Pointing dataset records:

□ □ □ □ □ □ □

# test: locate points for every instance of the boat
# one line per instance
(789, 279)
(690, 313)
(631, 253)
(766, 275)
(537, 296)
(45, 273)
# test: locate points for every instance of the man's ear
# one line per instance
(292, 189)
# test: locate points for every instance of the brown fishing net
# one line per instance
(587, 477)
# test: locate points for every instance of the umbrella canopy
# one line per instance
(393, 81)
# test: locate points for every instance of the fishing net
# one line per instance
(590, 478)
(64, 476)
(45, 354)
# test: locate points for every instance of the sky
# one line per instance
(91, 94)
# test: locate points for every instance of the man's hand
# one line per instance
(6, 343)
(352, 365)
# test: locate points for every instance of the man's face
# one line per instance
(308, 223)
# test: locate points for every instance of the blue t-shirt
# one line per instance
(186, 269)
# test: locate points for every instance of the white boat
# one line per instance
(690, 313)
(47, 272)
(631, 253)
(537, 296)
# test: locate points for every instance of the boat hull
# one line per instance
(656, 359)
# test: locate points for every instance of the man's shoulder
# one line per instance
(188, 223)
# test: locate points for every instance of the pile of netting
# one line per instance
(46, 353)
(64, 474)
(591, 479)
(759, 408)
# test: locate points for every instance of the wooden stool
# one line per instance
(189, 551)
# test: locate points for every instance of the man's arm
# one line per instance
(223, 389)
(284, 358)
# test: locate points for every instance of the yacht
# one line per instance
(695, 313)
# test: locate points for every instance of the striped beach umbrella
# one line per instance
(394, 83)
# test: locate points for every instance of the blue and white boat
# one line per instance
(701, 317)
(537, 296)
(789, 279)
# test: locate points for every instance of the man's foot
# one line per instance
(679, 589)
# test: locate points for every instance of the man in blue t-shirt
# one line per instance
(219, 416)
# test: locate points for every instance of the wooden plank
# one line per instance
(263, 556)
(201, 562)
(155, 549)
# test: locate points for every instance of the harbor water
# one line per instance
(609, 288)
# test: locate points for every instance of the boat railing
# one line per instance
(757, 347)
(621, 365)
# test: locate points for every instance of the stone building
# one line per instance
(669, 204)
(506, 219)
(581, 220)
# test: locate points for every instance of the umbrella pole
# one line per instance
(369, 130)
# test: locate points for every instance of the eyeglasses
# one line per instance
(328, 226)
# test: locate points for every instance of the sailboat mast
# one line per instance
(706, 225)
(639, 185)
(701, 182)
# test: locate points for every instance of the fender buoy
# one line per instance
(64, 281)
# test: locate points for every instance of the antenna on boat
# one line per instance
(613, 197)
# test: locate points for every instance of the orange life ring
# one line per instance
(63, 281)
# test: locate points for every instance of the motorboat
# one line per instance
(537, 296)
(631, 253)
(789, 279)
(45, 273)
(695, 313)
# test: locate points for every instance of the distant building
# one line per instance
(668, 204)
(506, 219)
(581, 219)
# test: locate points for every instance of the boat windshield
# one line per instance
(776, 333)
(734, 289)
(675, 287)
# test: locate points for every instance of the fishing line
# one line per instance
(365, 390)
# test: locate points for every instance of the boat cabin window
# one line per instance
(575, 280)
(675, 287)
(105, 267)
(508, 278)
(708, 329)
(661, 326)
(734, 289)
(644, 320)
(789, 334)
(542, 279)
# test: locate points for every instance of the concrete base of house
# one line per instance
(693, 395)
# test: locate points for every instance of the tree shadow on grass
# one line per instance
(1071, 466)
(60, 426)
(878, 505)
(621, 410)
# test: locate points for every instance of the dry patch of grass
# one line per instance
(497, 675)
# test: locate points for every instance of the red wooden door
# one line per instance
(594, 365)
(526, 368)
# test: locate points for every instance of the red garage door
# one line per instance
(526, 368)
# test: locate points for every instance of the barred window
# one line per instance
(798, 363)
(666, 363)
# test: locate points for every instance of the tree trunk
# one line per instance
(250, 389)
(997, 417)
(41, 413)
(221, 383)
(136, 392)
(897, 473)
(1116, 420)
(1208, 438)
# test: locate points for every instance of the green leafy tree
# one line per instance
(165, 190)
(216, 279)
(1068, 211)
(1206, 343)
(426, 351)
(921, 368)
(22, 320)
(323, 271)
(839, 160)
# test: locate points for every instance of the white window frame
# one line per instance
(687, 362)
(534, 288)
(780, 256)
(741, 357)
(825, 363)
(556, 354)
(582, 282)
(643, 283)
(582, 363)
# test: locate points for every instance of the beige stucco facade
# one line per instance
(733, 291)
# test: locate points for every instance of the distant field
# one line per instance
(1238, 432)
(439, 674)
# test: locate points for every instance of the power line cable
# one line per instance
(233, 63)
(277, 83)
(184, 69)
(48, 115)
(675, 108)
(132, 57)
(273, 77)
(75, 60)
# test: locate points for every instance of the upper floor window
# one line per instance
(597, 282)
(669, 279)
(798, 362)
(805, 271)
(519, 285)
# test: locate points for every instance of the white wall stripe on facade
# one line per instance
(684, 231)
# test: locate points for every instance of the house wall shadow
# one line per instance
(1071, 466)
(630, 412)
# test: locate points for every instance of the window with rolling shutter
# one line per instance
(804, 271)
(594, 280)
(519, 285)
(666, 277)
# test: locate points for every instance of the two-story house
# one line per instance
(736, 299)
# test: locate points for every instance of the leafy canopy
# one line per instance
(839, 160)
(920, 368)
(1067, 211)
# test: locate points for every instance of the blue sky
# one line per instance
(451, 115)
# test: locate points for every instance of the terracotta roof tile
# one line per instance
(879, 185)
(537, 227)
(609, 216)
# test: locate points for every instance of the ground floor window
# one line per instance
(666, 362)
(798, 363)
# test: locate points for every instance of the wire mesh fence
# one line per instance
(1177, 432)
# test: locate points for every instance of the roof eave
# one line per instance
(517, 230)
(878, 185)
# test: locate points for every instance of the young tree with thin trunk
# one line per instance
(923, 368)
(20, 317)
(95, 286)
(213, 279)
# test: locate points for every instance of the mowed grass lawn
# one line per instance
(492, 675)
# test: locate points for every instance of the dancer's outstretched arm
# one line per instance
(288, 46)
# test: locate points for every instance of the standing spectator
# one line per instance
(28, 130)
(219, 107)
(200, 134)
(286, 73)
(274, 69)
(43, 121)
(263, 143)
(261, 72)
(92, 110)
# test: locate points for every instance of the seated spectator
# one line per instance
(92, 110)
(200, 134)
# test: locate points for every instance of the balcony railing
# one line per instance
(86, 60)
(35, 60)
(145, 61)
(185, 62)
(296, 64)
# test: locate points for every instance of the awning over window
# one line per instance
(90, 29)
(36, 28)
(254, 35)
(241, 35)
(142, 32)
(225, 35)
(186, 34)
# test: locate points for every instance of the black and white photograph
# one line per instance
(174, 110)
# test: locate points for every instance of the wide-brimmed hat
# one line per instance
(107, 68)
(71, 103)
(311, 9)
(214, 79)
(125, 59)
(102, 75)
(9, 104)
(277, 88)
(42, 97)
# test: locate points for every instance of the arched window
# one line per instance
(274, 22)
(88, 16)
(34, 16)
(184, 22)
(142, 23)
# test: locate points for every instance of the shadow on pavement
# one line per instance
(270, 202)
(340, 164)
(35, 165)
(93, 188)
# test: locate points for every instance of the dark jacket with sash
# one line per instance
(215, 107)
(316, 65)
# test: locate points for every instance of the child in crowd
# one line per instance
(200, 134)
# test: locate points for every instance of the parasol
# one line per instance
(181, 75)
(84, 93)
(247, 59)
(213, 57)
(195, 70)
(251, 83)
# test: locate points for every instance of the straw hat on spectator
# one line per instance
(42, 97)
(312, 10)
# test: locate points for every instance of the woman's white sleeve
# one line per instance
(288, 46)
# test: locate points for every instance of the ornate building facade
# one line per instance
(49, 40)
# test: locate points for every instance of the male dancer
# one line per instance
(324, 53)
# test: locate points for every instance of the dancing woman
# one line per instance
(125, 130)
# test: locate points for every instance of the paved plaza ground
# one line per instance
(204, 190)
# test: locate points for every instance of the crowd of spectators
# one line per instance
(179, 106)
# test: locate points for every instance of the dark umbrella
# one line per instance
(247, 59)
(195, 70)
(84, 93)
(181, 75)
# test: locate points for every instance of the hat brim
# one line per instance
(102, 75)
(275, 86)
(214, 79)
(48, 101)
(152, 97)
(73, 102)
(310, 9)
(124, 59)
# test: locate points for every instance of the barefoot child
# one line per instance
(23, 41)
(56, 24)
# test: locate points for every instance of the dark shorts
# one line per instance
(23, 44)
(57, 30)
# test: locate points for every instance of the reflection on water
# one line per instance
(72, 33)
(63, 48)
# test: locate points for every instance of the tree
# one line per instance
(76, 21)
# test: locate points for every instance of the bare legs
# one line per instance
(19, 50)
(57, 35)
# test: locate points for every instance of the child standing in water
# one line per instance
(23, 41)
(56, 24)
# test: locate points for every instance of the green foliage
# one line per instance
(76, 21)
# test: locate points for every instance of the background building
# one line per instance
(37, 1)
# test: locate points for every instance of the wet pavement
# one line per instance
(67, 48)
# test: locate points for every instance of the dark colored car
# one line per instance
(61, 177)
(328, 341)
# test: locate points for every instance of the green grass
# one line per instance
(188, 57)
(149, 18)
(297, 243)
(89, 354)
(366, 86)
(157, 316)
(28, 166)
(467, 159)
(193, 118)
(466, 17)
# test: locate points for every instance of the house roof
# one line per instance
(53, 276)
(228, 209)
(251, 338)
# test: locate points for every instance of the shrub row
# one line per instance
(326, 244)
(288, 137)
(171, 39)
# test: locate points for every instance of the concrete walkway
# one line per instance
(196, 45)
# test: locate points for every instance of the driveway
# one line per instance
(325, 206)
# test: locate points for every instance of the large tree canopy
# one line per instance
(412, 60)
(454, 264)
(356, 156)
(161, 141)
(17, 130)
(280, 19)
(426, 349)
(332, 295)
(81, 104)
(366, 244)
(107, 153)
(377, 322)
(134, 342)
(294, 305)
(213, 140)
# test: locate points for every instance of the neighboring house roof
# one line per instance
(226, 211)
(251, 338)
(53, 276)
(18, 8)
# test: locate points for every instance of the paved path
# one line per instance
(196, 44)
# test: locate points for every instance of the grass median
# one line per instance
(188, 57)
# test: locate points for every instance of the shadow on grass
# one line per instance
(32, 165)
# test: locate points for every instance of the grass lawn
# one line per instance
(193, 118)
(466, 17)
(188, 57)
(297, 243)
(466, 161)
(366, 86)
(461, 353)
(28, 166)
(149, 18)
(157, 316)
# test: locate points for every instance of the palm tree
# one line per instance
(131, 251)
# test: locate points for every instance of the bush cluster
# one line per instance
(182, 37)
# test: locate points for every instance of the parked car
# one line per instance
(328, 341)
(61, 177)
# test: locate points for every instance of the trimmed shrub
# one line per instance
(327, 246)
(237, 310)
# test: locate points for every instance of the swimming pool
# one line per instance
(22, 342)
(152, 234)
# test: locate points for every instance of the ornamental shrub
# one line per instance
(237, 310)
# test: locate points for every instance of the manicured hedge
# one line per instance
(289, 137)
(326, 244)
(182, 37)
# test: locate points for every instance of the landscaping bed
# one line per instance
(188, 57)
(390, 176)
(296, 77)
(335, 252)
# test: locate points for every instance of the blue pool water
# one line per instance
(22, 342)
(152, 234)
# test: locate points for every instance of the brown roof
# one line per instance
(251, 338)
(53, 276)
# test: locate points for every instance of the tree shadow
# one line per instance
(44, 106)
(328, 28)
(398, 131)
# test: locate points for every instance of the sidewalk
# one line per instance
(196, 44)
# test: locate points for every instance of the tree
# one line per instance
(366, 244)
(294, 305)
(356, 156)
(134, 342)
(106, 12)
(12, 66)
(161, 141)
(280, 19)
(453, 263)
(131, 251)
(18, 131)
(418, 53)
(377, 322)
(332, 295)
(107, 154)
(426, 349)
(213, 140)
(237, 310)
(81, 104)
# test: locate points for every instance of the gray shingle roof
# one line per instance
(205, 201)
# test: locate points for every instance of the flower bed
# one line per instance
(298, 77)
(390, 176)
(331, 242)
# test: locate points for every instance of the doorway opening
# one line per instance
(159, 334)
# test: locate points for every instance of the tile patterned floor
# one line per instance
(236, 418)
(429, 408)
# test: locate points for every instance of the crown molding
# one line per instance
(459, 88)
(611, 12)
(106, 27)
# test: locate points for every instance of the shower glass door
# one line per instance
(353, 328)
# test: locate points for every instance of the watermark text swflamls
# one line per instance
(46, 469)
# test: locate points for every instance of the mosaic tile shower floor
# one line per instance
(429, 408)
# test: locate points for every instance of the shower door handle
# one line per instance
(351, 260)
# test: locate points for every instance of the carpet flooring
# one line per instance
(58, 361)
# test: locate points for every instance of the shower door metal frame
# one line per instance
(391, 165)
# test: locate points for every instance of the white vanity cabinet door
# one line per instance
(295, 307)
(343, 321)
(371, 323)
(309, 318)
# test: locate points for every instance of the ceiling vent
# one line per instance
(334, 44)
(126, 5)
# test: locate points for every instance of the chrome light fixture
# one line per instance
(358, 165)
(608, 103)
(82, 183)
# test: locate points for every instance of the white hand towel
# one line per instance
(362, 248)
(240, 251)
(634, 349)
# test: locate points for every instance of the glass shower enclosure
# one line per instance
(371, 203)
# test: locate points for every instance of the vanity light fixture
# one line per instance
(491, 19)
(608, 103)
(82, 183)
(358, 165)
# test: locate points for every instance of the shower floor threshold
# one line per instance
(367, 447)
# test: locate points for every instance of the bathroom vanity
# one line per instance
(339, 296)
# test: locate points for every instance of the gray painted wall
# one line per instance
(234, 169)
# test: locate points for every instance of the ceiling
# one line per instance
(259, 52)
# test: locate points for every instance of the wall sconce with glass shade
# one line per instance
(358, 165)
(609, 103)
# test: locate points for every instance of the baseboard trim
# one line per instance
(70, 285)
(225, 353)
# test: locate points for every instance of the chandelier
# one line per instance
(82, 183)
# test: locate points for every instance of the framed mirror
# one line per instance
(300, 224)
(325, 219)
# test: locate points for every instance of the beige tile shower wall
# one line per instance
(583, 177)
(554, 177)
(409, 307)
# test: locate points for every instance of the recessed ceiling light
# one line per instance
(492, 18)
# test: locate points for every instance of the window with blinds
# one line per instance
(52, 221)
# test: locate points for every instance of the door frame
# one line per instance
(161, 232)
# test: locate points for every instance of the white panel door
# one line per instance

□ □ □ □ □ □ □

Set exercise: Lines from the one containing "# test: locate points for every instance of the chandelier" through the final line are to be given again verbatim, with nothing before or after.

Result below:
# test: locate points for every instance of the chandelier
# one line per instance
(82, 183)
# test: locate points for every instance of the framed mirror
# one line per instance
(300, 224)
(325, 219)
# test: locate points for every instance of the beige tile shower wall
# one line per instance
(583, 177)
(554, 177)
(409, 307)
# test: locate points for every instance of the recessed ceiling light
# one line per instance
(492, 18)
# test: locate points for every instance of the window with blinds
# one line per instance
(52, 221)
# test: locate points for every instance of the door frame
# one line per instance
(161, 232)
# test: locate points for every instance of the white panel door
# one line per instance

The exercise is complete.